(Records contained in a dataset)
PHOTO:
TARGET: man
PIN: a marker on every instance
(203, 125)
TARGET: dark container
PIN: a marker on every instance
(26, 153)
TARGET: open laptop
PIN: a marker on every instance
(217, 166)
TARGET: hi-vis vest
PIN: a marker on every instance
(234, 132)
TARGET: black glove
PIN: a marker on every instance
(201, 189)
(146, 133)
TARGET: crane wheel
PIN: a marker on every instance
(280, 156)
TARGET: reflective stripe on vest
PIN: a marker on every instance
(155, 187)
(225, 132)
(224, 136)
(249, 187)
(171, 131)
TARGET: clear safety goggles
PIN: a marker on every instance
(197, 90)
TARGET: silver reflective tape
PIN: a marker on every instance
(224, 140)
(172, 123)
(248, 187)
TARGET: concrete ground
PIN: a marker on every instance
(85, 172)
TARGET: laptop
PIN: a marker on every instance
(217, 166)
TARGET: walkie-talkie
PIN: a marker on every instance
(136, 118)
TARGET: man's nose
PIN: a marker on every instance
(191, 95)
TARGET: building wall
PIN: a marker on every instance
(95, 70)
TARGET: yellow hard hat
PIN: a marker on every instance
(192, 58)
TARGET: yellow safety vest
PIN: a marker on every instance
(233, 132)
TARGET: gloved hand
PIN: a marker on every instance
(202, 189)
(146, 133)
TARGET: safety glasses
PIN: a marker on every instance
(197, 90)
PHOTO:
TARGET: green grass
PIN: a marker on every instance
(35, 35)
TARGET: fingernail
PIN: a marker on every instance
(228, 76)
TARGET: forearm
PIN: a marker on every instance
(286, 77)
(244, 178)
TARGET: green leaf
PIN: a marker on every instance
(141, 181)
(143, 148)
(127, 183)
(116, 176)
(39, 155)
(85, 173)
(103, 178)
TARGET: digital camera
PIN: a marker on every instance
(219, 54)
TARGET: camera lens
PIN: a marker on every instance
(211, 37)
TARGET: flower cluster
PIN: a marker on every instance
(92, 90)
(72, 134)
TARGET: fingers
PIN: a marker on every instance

• _Work task_:
Above are the records; restate each one exactly.

• _Task solution_:
PHOTO:
TARGET: man
PIN: a marker on every instance
(203, 125)
TARGET: dark container
PIN: a marker on every instance
(26, 153)
TARGET: open laptop
PIN: a marker on every instance
(217, 166)
TARGET: hi-vis vest
PIN: a marker on every instance
(234, 132)
TARGET: black glove
PIN: a marker on every instance
(201, 189)
(146, 133)
TARGET: crane wheel
PIN: a marker on every instance
(280, 156)
TARGET: reflective stripe on vest
PIN: a marker on every instance
(155, 187)
(225, 132)
(224, 136)
(249, 187)
(171, 131)
TARGET: clear safety goggles
PIN: a marker on every instance
(197, 90)
TARGET: silver reflective tape
PIN: a marker on every instance
(224, 140)
(172, 123)
(248, 187)
TARGET: concrete ground
PIN: a marker on every instance
(85, 172)
TARGET: laptop
PIN: a marker on every instance
(217, 166)
TARGET: walkie-talkie
PIN: a marker on every instance
(136, 118)
TARGET: man's nose
PIN: a marker on every instance
(191, 95)
TARGET: building wall
PIN: a marker on every instance
(95, 70)
TARGET: yellow hard hat
PIN: a marker on every instance
(192, 58)
TARGET: yellow safety vest
PIN: a marker on every instance
(233, 132)
TARGET: gloved hand
PIN: a marker on every instance
(202, 189)
(146, 133)
TARGET: safety glasses
PIN: a marker on every instance
(197, 90)
PHOTO:
TARGET: green grass
PIN: a marker on every instance
(35, 35)
TARGET: fingernail
PIN: a marker on every instance
(228, 76)
TARGET: forearm
PIN: a marker on every instance
(286, 77)
(244, 178)
TARGET: green leaf
PIN: a marker on every instance
(141, 181)
(143, 148)
(127, 183)
(116, 176)
(39, 155)
(85, 173)
(103, 178)
TARGET: digital camera
PIN: a marker on every instance
(219, 54)
TARGET: camera lens
PIN: a marker on every instance
(211, 37)
TARGET: flower cluster
PIN: a marker on every instance
(92, 90)
(72, 134)
TARGET: fingers
PIN: a marker on every instance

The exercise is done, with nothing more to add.